Given task: Output as a numbered list the lines from the one containing "of the driveway" through the final line of the items, leaving out blank lines.

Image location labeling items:

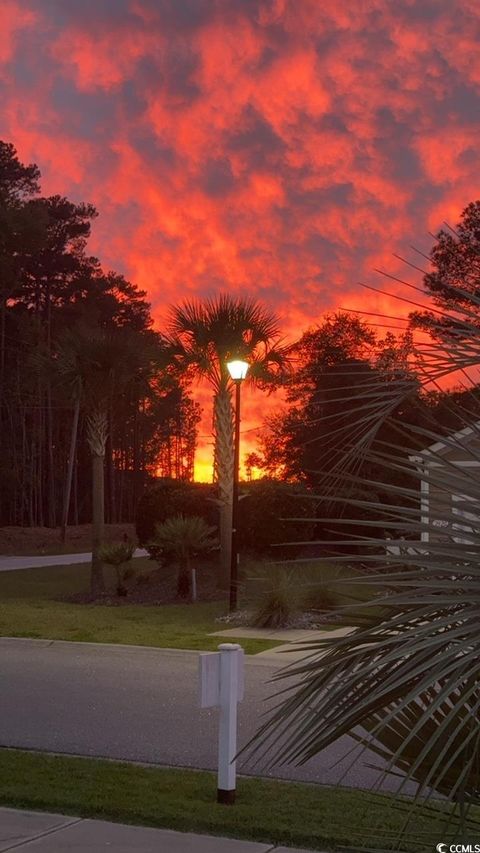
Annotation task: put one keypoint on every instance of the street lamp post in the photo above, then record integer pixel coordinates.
(238, 371)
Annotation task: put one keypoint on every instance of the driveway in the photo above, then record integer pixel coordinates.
(140, 704)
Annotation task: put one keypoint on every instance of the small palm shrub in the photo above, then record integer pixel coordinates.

Exercise response:
1. Annotation task: put one keypoint on every instance of the driveway in the photo above, then record integer pixel coordinates.
2. (140, 704)
3. Annotation task: put one keypoint on every instance of the small palm shrub in the photo above, then record integer pixel coordinates.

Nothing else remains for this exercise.